- [THE PROBLEM]
Rewrite every item below, swapping "camouflage" for "camo" wherever it occurs and leaving all other text unchanged.

— BEGIN AVAILABLE DATA —

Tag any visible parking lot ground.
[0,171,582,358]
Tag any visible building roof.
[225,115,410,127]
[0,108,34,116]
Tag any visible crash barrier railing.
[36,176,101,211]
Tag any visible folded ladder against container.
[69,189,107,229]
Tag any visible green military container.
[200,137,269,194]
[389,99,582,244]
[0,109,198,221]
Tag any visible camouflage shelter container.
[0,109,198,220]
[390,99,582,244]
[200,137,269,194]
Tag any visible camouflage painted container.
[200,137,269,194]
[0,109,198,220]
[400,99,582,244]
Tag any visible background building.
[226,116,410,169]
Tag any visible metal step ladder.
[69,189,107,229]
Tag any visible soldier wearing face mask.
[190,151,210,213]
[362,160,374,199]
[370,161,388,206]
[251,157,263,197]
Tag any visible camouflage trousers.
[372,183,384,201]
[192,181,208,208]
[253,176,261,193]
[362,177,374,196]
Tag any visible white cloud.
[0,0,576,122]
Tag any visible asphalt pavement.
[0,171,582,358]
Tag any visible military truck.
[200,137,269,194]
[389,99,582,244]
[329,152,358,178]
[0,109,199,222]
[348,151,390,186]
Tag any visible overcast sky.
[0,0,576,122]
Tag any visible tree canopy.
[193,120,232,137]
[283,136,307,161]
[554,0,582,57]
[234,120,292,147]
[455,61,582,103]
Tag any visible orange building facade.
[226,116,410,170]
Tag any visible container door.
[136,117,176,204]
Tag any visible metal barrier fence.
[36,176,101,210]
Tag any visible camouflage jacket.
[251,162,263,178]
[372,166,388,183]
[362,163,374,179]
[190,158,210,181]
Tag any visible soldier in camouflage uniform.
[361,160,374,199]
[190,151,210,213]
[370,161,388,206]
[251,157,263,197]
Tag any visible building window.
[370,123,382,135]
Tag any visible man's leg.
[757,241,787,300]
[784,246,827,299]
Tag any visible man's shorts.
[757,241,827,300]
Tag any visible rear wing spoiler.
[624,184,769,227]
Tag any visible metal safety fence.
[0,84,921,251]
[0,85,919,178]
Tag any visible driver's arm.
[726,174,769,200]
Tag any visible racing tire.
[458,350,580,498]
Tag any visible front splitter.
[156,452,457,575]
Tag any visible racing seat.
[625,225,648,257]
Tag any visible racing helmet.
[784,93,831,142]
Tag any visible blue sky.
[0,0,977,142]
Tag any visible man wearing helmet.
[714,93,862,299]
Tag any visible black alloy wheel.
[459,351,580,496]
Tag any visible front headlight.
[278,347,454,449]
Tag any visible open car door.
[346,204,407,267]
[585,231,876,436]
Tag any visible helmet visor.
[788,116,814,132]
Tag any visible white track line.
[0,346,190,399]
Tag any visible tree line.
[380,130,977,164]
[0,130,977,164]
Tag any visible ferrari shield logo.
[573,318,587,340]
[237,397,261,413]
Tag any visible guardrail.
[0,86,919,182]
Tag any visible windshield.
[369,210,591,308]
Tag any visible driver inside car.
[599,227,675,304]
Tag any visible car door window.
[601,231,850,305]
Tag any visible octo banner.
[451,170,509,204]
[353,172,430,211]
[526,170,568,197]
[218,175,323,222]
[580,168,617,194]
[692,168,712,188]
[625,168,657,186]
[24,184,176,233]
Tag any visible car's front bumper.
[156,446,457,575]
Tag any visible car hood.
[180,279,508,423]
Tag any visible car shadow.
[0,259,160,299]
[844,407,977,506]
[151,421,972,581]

— END AVAILABLE DATA —

- [RESULT OF THIS EXERCISE]
Tag any visible parking lot ground.
[0,171,582,358]
Tag any visible building roof.
[225,115,410,127]
[0,108,34,116]
Tag any visible crash barrier railing.
[36,176,101,211]
Tag any visible folded ladder against container.
[69,189,107,229]
Tag any visible green military container.
[200,137,269,194]
[389,99,582,244]
[0,109,198,221]
Tag any visible camo shelter container.
[0,109,198,220]
[390,99,582,244]
[200,137,269,194]
Tag any visible camo painted container.
[200,137,269,194]
[0,109,198,220]
[400,99,582,244]
Tag any visible background building.
[226,116,410,169]
Tag any visible metal step ladder.
[69,189,107,229]
Tag any visible soldier wearing face mask.
[190,151,210,213]
[362,160,374,199]
[370,161,388,206]
[251,157,263,197]
Tag any visible camo trousers.
[372,183,384,201]
[192,181,208,208]
[253,176,261,193]
[362,177,374,196]
Tag any visible white cloud.
[0,0,576,122]
Tag any visible asphalt pavement.
[0,171,582,358]
Tag any visible military truck.
[200,137,269,194]
[389,99,582,244]
[329,152,358,178]
[0,109,199,222]
[348,151,390,186]
Tag any visible overcast sky.
[0,0,576,122]
Tag any visible tree canopy.
[193,120,232,137]
[283,136,307,161]
[554,0,582,57]
[234,120,292,147]
[455,61,582,103]
Tag any visible orange building facade.
[226,116,410,170]
Tag any visible container door.
[136,117,176,204]
Tag any visible metal barrier fence.
[36,176,101,210]
Tag any visible camo jacket.
[251,162,263,178]
[372,166,388,183]
[362,163,374,179]
[190,158,210,181]
Tag any visible soldier in camo uniform.
[361,160,374,199]
[190,151,210,213]
[370,161,388,206]
[251,157,263,197]
Tag any visible building window.
[370,123,382,135]
Tag any visible man's leg.
[757,241,787,300]
[784,246,827,299]
Tag any visible man's shorts.
[757,241,827,300]
Tag any visible rear wing spoiler.
[624,184,769,227]
Tag any visible metal safety fence.
[0,84,921,251]
[0,85,919,178]
Tag any visible driver's arm.
[726,174,769,200]
Tag any visible racing tire.
[458,350,580,498]
Tag any visible front splitter.
[156,452,457,575]
Tag any visible racing seat.
[625,225,648,257]
Tag any visible racing helmet.
[784,93,831,142]
Tag any visible blue sky.
[0,0,977,142]
Tag any visible man wearing helmet.
[714,93,862,299]
Tag any visible black alloy wheel.
[459,351,580,496]
Tag any visible front headlight.
[278,347,454,449]
Tag any visible open car door.
[346,204,407,267]
[585,231,876,436]
Tag any visible helmet visor.
[788,116,814,132]
Tag any visible white track line.
[0,346,190,399]
Tag any visible tree line.
[380,130,977,164]
[0,130,977,164]
Tag any visible ferrari shield logo.
[573,318,587,340]
[237,397,261,413]
Tag any visible guardrail.
[0,86,919,182]
Tag any visible windshield.
[369,210,591,308]
Tag any visible driver inside car.
[599,227,675,304]
Tag any visible car door window.
[601,231,850,305]
Tag any visible octo banner.
[451,170,509,204]
[353,172,430,211]
[526,170,568,197]
[218,175,323,222]
[580,168,617,194]
[692,168,712,188]
[625,168,657,186]
[24,184,176,233]
Tag any visible car's front bumper.
[156,446,457,575]
Tag any visible car hood.
[180,279,508,423]
Tag any visible car shadow.
[0,259,160,299]
[844,407,977,506]
[151,421,972,581]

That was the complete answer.